Die Programme von Conradi aus Hamburg, und Kraupa-Tuskany Zeidler in Berlin kombinieren Jahn und Jahn zum Thema „Computer und Papier“. Ausgehend von den frühen Computerzeichnungen von Albert Oehlen und Laura Owens fragt die Ausstellung nach künstlerischen Praktiken, in denen sich die allumfassende Digitalisierung widerspiegelt. Das geschieht einerseits ironisch wie bei Felix Thiele, der kleine Keramiken in iPhone-Form gestaltet hat, oder in der Überlagerung alter und zeitgenössischer Techniken wie bei der Koreanerin Soyon Jung. Sie verwendet die uralte Drucktechnik der Radierung für ihre apokalyptischen Landschaften, die sie danach in eine Videoanimation transformiert. Aktuellen Zeitbezug schafft die animierte Figur von Horst Seehofer, dessen rigorose Flüchtlingspolitik vor dem Hintergrund der in den Radierungen zu sehenden Zerstörungen nochmals eindrücklich kommentiert wird.

Barbara Gross, seit mehr als 30 Jahren ein Fixpunkt in Münchens Galeriensezene, zeigt zeitgleich mit Hollybush Gardens, London, eine Einzelausstellung der in London und Frankfurt lebenden Künstlerin Andrea Büttner. Bemerkenswert dabei ist eine Serie von Farbradierungen, die Büttner als eine Form der automatischen, abstrakten Malerei bezeichnet. Sie zeichnet die Wischbewegungen auf dem Bildschirm ihres Smartphones auf, überträgt sie auf die großformatigen Papiere und schafft so beinahe spielerisch den Übergang vom Digitalen ins Analoge.

-- EINTRÄGE IM DATENSATZ --
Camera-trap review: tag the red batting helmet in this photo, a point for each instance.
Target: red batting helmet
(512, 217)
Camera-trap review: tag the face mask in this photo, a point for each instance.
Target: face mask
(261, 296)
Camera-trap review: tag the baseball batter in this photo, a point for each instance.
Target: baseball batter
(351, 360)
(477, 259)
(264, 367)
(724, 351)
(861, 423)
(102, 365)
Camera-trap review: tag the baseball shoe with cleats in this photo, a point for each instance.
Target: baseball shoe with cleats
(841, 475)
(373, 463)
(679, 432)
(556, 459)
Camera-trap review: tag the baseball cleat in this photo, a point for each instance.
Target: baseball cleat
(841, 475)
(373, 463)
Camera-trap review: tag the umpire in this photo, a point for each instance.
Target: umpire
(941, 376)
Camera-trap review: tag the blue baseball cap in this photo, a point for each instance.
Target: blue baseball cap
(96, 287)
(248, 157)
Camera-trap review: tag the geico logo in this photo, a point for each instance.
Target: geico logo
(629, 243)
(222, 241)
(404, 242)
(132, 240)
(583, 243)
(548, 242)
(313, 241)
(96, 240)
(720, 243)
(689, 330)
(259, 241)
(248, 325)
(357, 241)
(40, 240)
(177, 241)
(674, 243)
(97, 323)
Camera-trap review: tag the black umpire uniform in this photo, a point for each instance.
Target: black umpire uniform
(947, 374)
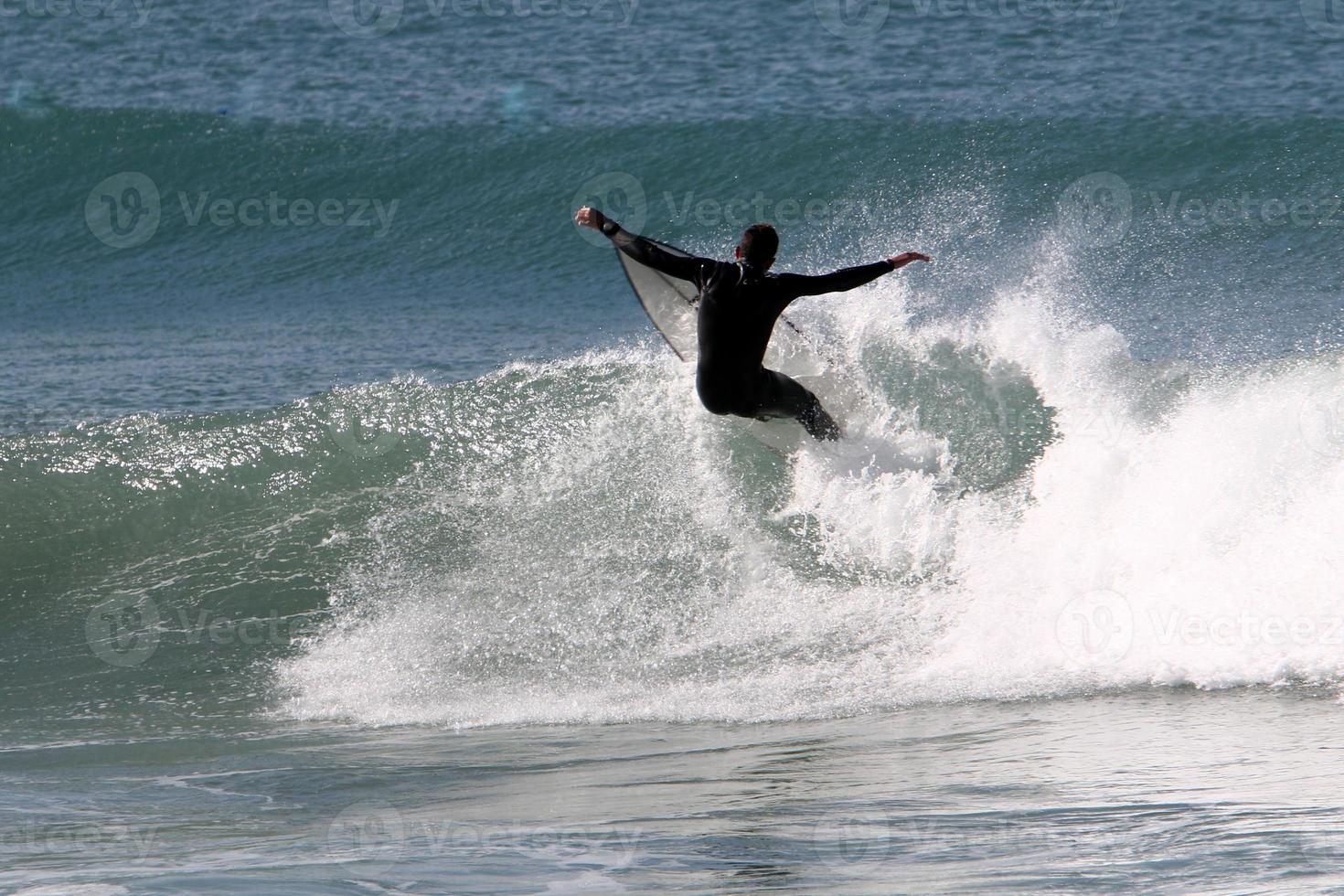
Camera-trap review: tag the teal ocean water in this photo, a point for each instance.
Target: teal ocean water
(357, 534)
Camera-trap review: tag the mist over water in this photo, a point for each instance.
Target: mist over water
(357, 529)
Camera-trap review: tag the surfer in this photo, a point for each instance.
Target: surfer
(740, 303)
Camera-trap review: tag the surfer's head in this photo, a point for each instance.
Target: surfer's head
(758, 246)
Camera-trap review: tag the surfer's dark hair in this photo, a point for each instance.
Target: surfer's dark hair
(760, 243)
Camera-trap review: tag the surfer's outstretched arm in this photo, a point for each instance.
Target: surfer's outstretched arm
(843, 281)
(643, 251)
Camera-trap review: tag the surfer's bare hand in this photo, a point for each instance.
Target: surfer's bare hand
(905, 258)
(589, 217)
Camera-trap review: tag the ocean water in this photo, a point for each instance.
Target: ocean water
(357, 534)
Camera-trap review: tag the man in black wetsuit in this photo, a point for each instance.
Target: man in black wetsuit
(740, 304)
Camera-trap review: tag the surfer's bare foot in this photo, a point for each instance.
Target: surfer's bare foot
(905, 258)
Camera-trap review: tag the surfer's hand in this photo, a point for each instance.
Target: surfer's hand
(905, 258)
(589, 217)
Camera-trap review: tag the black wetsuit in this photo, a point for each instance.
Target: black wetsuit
(740, 305)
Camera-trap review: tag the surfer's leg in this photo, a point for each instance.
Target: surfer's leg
(785, 397)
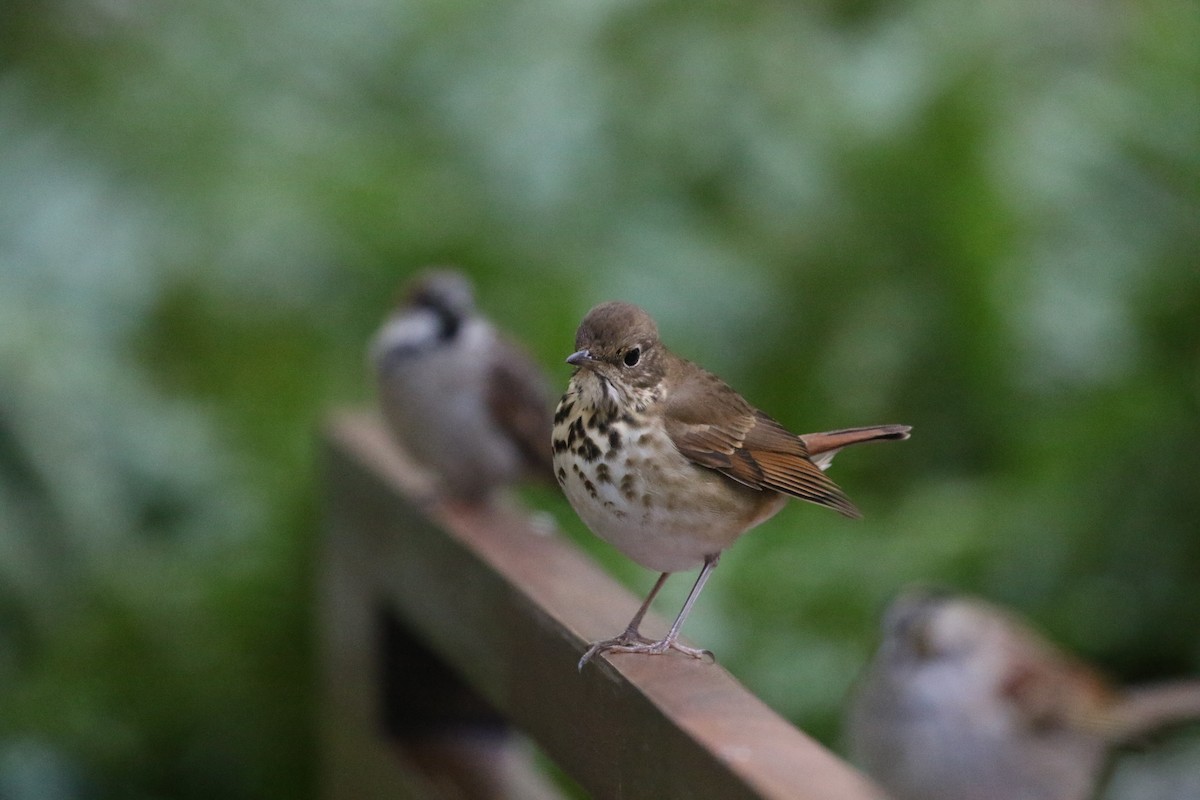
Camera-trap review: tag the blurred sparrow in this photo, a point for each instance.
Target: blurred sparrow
(669, 464)
(462, 400)
(965, 702)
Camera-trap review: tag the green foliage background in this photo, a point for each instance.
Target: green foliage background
(982, 220)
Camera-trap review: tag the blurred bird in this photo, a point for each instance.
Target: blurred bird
(667, 463)
(965, 702)
(460, 397)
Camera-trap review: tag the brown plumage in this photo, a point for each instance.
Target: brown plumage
(695, 463)
(964, 701)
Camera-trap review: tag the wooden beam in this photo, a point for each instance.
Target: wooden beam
(511, 608)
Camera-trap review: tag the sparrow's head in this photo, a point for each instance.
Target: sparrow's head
(445, 292)
(431, 313)
(619, 343)
(924, 625)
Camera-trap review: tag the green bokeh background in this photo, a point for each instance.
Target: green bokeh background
(979, 220)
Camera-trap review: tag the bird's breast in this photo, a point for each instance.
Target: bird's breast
(631, 486)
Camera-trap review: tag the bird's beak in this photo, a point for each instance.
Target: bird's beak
(581, 359)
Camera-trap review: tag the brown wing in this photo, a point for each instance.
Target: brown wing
(1053, 691)
(520, 405)
(713, 426)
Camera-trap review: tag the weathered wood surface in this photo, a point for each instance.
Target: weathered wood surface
(511, 608)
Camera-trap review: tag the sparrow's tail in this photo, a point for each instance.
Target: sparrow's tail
(823, 446)
(1147, 708)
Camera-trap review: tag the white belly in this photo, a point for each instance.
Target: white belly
(655, 506)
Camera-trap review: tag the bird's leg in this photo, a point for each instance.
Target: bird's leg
(631, 641)
(631, 636)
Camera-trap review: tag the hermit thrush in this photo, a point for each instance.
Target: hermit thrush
(461, 398)
(669, 464)
(965, 702)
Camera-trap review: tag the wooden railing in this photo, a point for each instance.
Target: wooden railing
(439, 624)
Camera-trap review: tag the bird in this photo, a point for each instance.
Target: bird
(670, 464)
(965, 701)
(457, 395)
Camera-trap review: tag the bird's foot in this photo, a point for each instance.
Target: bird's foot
(634, 642)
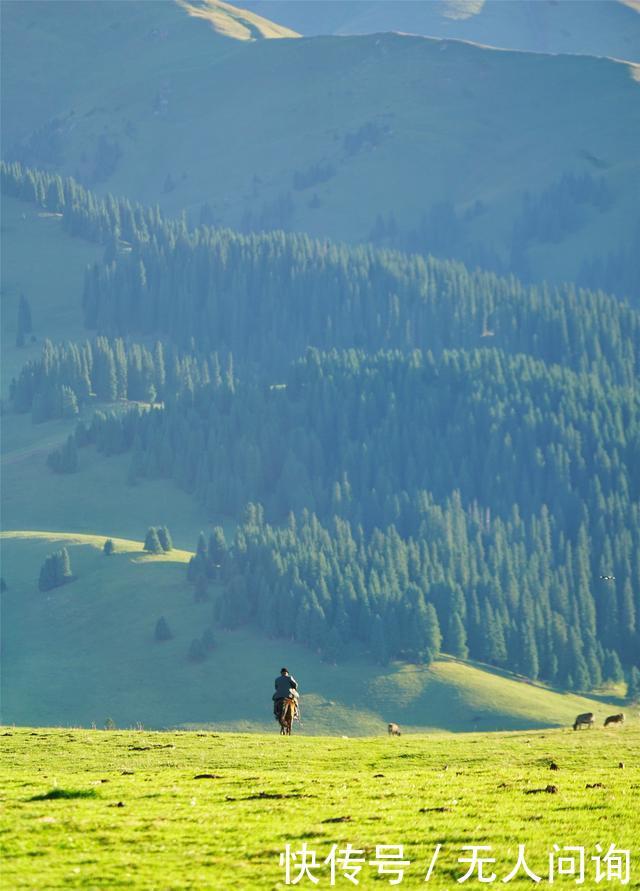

-- ZU ERLEDIGENDE AUFGABEN --
A - Stimmen die folgenden Aussagen mit dem Textauszug überein? Beantworte jede mit Ja oder Nein und zitiere die entscheidenden Worte des Textes wörtlich: (i) Soyon Jung nutzt die Radierung für apokalyptische Landschaften. (ii) Felix Thiele hat großformatige Keramiken gestaltet. (iii) Andrea Büttner lebt in London und München.
B - Gib den Abschnitt des Textauszugs zwischen „Barbara Gross, seit“ und „Digitalen ins Analoge.“ wortgetreu wieder, wobei beide Stellen eingeschlossen sind.

-- ERGEBNISSE JE AUFGABE --
A -
(i) Ja: „Sie verwendet die uralte Drucktechnik der Radierung für ihre apokalyptischen Landschaften“
(ii) Nein: „der kleine Keramiken in iPhone-Form gestaltet hat“
(iii) Nein: „der in London und Frankfurt lebenden Künstlerin Andrea Büttner“

B -
Barbara Gross, seit mehr als 30 Jahren ein Fixpunkt in Münchens Galeriensezene, zeigt zeitgleich mit Hollybush Gardens, London, eine Einzelausstellung der in London und Frankfurt lebenden Künstlerin Andrea Büttner. Bemerkenswert dabei ist eine Serie von Farbradierungen, die Büttner als eine Form der automatischen, abstrakten Malerei bezeichnet. Sie zeichnet die Wischbewegungen auf dem Bildschirm ihres Smartphones auf, überträgt sie auf die großformatigen Papiere und schafft so beinahe spielerisch den Übergang vom Digitalen ins Analoge.